WORK TASK:
Below are the records. Retype exactly the lines between the lines holding "For this challenge, identify the mown" and "point(948, 214)", inclusive.

RECORDED DATA:
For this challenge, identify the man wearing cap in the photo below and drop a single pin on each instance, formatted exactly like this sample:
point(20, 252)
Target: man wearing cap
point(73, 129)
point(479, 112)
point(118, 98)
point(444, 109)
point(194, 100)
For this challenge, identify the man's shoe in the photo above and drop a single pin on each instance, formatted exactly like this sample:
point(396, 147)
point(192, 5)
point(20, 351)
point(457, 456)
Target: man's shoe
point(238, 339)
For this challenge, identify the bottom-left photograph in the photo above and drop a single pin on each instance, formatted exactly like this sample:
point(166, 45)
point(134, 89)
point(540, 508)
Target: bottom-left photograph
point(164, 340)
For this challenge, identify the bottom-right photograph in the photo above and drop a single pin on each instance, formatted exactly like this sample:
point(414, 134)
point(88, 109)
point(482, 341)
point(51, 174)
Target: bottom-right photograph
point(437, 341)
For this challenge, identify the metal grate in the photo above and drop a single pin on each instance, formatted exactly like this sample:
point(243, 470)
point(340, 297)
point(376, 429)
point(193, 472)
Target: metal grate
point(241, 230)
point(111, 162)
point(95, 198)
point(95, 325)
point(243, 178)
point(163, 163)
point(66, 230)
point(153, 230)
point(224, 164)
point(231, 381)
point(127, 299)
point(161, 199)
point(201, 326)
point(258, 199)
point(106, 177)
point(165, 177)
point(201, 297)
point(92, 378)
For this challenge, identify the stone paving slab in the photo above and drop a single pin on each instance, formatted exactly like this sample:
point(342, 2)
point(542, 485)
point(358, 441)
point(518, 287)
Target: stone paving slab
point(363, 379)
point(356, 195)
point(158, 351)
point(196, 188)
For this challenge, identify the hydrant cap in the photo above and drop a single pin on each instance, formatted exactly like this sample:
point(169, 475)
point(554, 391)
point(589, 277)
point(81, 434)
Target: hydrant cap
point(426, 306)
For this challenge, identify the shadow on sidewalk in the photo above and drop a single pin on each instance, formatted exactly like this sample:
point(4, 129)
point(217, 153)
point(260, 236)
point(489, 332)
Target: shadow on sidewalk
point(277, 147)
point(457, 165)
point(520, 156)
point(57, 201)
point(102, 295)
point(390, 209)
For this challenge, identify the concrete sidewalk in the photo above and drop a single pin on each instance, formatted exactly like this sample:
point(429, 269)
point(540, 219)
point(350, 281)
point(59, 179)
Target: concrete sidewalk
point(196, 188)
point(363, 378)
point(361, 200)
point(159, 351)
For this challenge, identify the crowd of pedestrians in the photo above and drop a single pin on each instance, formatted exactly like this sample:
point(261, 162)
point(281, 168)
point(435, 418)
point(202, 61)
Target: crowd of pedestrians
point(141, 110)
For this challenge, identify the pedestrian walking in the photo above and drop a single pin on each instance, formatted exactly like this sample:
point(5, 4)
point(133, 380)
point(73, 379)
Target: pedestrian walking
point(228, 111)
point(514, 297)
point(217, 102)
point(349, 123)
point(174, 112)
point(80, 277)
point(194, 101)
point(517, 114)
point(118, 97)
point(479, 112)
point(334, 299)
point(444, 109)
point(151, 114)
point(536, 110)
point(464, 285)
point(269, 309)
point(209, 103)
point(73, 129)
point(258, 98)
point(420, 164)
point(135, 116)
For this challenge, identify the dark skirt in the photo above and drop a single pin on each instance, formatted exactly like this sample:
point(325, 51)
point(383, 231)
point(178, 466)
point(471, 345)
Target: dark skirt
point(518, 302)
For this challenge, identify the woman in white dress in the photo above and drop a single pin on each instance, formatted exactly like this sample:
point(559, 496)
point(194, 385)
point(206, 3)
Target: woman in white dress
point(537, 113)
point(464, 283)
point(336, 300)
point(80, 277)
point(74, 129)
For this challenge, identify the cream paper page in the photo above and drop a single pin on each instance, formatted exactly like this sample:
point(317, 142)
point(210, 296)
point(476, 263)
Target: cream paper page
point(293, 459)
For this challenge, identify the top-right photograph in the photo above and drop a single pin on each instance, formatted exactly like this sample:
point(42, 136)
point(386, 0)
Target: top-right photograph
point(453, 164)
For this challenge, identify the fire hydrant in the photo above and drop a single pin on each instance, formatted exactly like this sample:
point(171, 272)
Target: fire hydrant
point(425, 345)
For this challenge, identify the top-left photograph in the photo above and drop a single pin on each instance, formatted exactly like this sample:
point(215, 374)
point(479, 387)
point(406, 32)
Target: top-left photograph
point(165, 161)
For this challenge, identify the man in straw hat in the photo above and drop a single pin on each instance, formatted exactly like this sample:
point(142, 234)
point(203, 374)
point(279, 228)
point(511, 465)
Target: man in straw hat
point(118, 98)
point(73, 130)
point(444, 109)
==
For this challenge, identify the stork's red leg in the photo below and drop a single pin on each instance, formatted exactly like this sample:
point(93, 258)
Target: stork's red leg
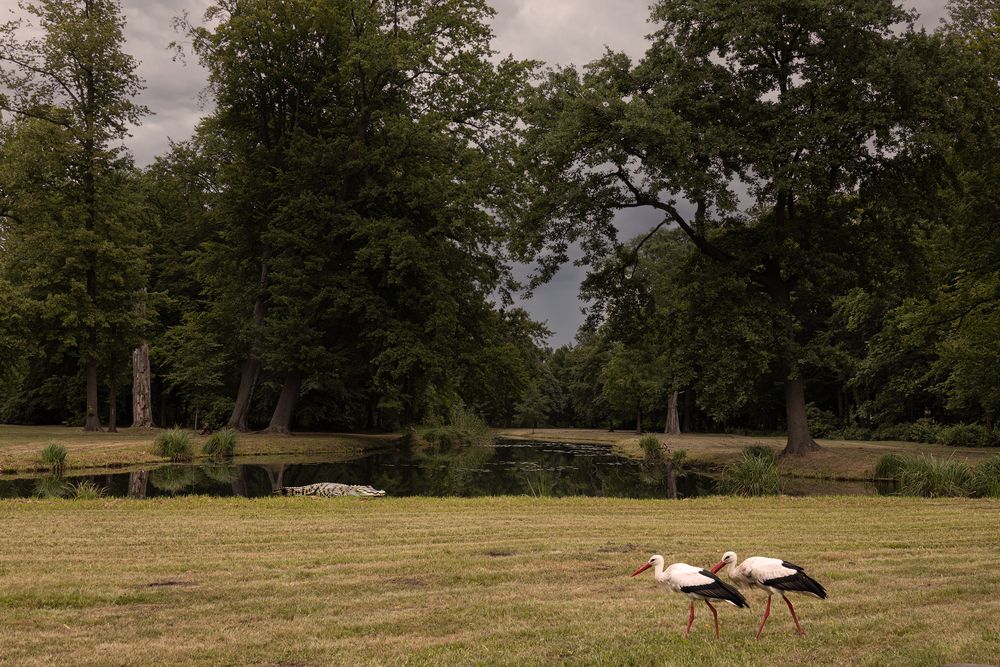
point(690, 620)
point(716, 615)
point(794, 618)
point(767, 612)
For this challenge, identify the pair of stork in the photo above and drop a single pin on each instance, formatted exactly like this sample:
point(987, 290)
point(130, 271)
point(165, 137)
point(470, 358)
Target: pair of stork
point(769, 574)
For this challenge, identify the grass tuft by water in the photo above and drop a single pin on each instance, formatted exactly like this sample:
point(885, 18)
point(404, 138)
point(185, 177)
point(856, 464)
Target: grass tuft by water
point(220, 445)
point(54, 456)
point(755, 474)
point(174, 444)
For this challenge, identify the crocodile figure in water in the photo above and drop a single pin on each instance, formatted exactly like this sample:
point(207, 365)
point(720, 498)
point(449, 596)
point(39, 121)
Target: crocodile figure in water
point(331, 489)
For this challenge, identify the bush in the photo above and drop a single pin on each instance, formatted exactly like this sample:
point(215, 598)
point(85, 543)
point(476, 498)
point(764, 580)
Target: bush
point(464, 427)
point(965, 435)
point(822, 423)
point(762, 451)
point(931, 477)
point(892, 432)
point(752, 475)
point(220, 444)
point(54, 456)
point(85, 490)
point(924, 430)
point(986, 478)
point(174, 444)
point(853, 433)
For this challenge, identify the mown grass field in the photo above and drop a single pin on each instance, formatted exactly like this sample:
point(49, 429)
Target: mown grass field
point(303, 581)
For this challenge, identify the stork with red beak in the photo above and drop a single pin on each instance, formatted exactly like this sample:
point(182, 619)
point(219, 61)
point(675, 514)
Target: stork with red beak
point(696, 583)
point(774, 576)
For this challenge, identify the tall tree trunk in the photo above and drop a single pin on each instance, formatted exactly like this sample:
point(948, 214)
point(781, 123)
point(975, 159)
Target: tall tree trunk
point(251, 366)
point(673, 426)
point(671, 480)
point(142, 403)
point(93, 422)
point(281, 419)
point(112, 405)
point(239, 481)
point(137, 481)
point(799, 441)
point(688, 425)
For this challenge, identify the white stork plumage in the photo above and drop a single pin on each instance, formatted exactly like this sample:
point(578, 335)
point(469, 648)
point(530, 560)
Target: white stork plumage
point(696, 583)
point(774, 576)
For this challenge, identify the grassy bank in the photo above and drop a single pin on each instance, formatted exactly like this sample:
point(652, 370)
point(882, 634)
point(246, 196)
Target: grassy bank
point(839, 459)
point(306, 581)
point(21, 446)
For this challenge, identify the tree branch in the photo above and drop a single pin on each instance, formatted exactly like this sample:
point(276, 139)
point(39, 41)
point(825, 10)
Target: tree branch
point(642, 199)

TASK OUTPUT:
For this challenge, identify the mown grass field in the photo above and drop a single pin on each instance, formatted exactly like this sample:
point(49, 429)
Target: mown grass field
point(303, 581)
For this challenge, identify the stork with red beak in the photo above and drop a single pin on each instance, formatted exactly like this sample:
point(182, 619)
point(219, 61)
point(675, 514)
Target: stork with red beak
point(696, 583)
point(774, 576)
For this challenge, identify the tall tree trunk in the photo above and drop a single pin on each instance, formatted exactly like this sample:
point(948, 214)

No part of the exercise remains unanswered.